Would you write out the entries below word for word, omitting the pictures?
++++++++++
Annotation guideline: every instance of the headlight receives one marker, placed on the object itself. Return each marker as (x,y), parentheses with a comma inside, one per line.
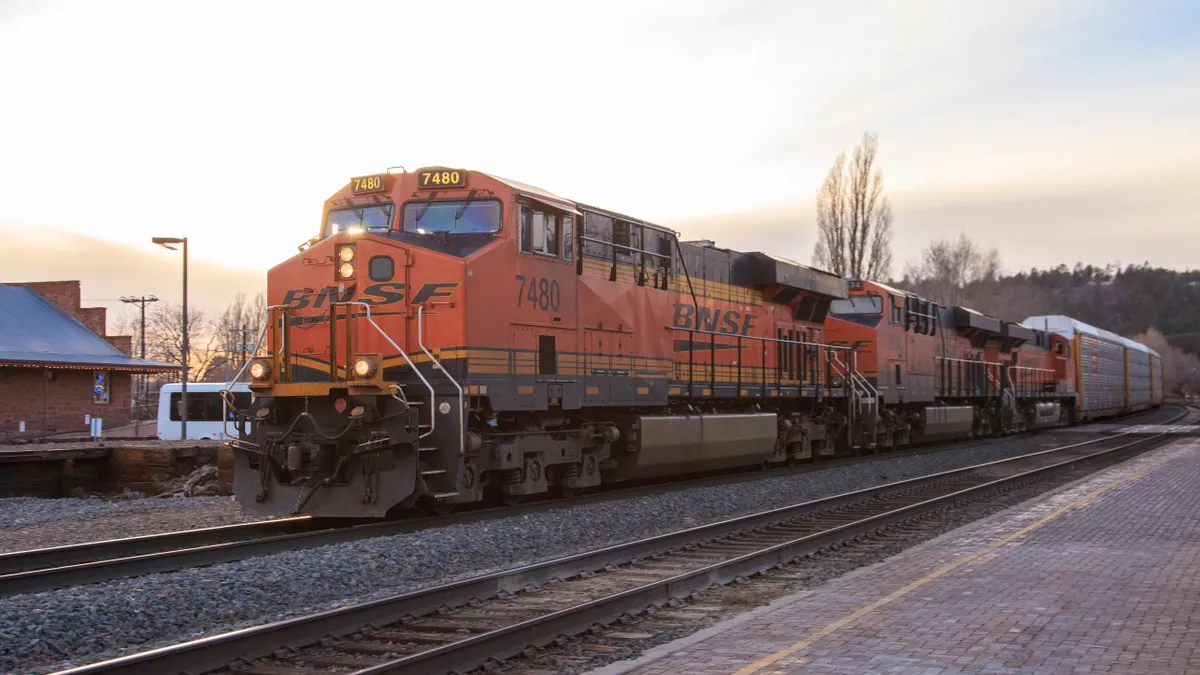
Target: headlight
(259,369)
(364,366)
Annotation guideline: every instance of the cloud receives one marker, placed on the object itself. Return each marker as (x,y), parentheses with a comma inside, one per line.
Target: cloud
(109,270)
(231,123)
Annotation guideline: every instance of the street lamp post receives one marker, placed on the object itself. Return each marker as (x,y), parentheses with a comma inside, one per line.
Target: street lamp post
(166,243)
(142,384)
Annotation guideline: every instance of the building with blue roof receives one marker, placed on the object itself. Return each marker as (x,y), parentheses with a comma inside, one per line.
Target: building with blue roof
(58,364)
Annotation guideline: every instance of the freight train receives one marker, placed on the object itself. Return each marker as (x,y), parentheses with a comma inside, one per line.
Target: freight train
(451,336)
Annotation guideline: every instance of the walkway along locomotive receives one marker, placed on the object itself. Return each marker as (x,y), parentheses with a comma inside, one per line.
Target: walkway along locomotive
(451,336)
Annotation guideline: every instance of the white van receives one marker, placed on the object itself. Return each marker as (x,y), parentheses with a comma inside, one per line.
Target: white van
(207,411)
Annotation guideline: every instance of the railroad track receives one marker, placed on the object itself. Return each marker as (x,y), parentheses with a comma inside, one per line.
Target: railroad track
(45,569)
(461,626)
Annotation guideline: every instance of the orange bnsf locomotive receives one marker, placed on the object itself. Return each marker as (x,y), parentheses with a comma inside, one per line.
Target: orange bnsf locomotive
(929,372)
(451,336)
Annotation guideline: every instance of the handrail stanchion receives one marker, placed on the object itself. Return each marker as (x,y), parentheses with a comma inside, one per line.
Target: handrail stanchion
(408,360)
(437,364)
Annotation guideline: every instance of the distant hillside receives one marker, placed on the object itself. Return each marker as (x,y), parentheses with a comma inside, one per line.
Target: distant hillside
(1157,306)
(1128,302)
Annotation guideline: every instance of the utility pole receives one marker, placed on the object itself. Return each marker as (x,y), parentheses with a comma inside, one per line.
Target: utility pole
(142,377)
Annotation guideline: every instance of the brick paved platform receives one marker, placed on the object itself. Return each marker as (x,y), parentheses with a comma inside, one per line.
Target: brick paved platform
(1102,575)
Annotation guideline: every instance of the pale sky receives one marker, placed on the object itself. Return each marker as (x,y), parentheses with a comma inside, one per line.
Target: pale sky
(1056,131)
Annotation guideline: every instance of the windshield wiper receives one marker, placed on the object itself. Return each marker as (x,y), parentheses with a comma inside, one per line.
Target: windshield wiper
(462,209)
(425,207)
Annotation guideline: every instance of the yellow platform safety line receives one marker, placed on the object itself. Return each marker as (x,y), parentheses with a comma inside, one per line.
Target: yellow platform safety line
(990,550)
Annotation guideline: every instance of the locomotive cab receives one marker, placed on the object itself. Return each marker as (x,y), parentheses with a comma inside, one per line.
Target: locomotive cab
(363,404)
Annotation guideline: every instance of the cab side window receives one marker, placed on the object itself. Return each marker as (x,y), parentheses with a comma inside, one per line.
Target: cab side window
(540,231)
(897,315)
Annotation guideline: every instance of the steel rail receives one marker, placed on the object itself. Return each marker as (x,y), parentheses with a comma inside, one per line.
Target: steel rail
(42,569)
(216,651)
(89,551)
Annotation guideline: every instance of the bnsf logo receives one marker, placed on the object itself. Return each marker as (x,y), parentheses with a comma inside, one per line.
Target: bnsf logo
(713,320)
(377,294)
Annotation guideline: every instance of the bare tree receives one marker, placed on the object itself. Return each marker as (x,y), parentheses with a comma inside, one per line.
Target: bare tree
(165,338)
(855,216)
(1181,370)
(947,267)
(238,328)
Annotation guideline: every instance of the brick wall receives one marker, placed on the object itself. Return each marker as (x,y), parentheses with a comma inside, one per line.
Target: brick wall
(123,342)
(61,402)
(67,297)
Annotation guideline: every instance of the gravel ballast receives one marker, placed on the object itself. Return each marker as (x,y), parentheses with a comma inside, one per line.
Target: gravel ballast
(28,523)
(51,631)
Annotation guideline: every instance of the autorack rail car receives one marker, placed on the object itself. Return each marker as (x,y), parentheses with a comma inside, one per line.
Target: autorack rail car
(451,336)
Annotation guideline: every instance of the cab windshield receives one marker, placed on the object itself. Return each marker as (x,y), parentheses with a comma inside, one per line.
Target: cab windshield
(376,217)
(857,304)
(453,217)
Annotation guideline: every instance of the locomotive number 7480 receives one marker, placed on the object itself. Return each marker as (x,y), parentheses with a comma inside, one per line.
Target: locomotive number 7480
(540,292)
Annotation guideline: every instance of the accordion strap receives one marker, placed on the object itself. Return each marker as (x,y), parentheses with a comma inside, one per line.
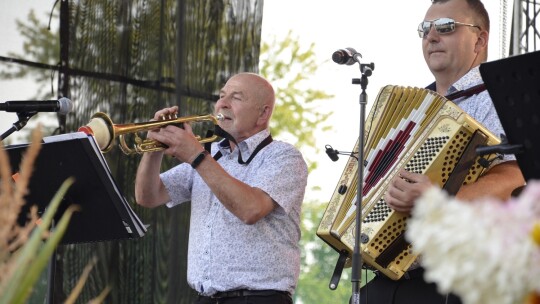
++++++++++
- _REPLY TO THE TASK_
Annotation guideline: every instance of the headlight receives one marker, placed on the object itself. Return each marker as (x,y), parentheses with a comma inside, one per line.
Target: headlight
(259,369)
(364,366)
Annotation guideline: every instance of the cloud receives one marker, placed on the object itself. Return each marker as (x,y), parentheses with a comma inside, one per line.
Target: cloud
(109,270)
(231,123)
Annotation guideline: every instance of the street lamp post receives one marker, placed on the object itself. Return each marker as (x,y), parentheses with a comma inside, one per line.
Target: street lamp post
(166,243)
(142,384)
Annotation guideline: every instance of the building with blue roof receives one marker, placed on the object itself. Return each marker as (x,y), parentheses with a comma inside, one per line.
Target: building with blue roof
(58,364)
Annotation guideline: every instance of the freight train receives one marker, placed on the object itself. Return each marker as (x,y), parentheses with a comma inside, one per line.
Target: freight train
(451,336)
Annotation guideline: every instance of the walkway along locomotive receives one marker, placed on the object itself. Return each marker as (x,y), parentheses with a comma inside, one per line.
Target: walkway along locomotive
(451,336)
Annotation guideline: every instance of the white van receives one marker, placed on the object itself. Return each marker as (x,y), parentheses with a comma inside, one per line.
Target: white van
(207,411)
Annotation guideline: every instance of the railroad track receives one marker, placed on the object itself. Return each marker as (x,y), parentheses with a comma inside, one per line.
Target: railroad track
(45,569)
(461,626)
Annotation guideline: every instance of the orange bnsf locomotive receives one marker, placed on the object itself. Return each marker as (x,y), parentheses with a comma inside, one per line.
Target: orange bnsf locomotive
(929,372)
(451,336)
Annotation guideline: every instance of the handrail stanchion receives one marker, placed on the object itself. Return each marker as (x,y), parentheses with a comma inside, one per line.
Target: handrail stanchion
(408,360)
(437,364)
Annotation guideline: every instance of the distant hillside receives one marker, placed on the object itself. Return each marker as (x,y), parentheses with a comma inside, one per line.
Target: distant hillside
(1157,306)
(1128,302)
Annotation guideline: every instance of the utility pole receives one marker, placed on the object itself. Return each marker as (x,y), parentheses with a comma inside, one per line.
Target: utility pole
(142,377)
Annotation guideline: every instance of the brick paved platform receives one marker, placed on the object itself. Return each marker as (x,y), parentheses with a comma inside, one per line.
Target: brick paved platform
(1102,575)
Annotation guideline: every instance of the pale sky receives one marker, placed on the object itself. Return each marker as (x,y), parentheses with a comma inside, one per line.
Target: pale sky
(1056,131)
Annotation guideline: every instance of the windshield wiper receives one marker, placed on the object itself. Return each marker as (x,y), parentheses with a comma inside, one per line.
Target: windshield wiper
(462,209)
(425,207)
Annotation guideline: every instance of the yellow platform safety line receives one marker, placed on the object itself. Return each marker as (x,y), parentheses with a comma inside, one per line.
Target: yellow platform safety line
(990,550)
Annotation guideline: every instance of the locomotive cab receives one marker, placed on the object itself. Return each marker as (x,y), parentheses with a comma inside, one per line.
Target: locomotive cab
(363,404)
Annotation guideline: every instance of the cab side window receives one marker, placed on the object itself. Return each marker as (x,y), parentheses with a comma inside, one per line.
Target: cab side window
(540,231)
(897,315)
Annotation guideline: every instance of the steel rail receives one marker, placed on the object itself. Return each marker as (x,y), parentheses with a comma inside, one per line.
Target: steel rail
(42,569)
(216,651)
(89,551)
Annotation guideline: every instance of the bnsf logo receives one marker, placed on the object itself. Return each marker as (x,y), parentheses with a comma inside, one per line.
Target: bnsf logo
(713,320)
(377,294)
Annotation guideline: every instance of the bare tree receives one marker, placed on the object itself. Return each marker as (x,y), parentheses with a comma inside, one per line.
Target: bare tree
(165,338)
(855,216)
(1181,370)
(947,267)
(238,328)
Annotation guideline: every instance of the brick wall receives one marker, placed on the object itself. Return each marker as (x,y), parentheses with a comma inside, one per line.
Target: brick wall
(123,342)
(61,402)
(67,297)
Annotation guideline: every instance of the gravel ballast receives one marker, placed on the object itself. Return each marker as (x,y), parentheses with a comma inside, one per line.
Target: gravel ballast
(28,523)
(51,631)
Annotation guideline: every instance of the autorack rail car receives one marker, placed on the object itself. Return each marker as (x,y), parentheses with a comma inside, one per line.
Target: autorack rail car
(451,336)
Annotation guideline: every instance of the cab windshield receives one marker, placed on the object itself. Return each marker as (x,y), parentheses with a comma inside, one per line.
Target: cab windshield
(376,217)
(857,304)
(453,217)
Annotation guideline: every instance of the locomotive number 7480 receives one marker, placed on the object itself. Return each marker as (x,y), parentheses with a comma inside, one per line.
Target: locomotive number 7480
(540,292)
Annotation guideline: every instance of the accordion strap receives one marker, placed on the object itself. Return each marker as (x,y), parentheses with a comma inside, one per line.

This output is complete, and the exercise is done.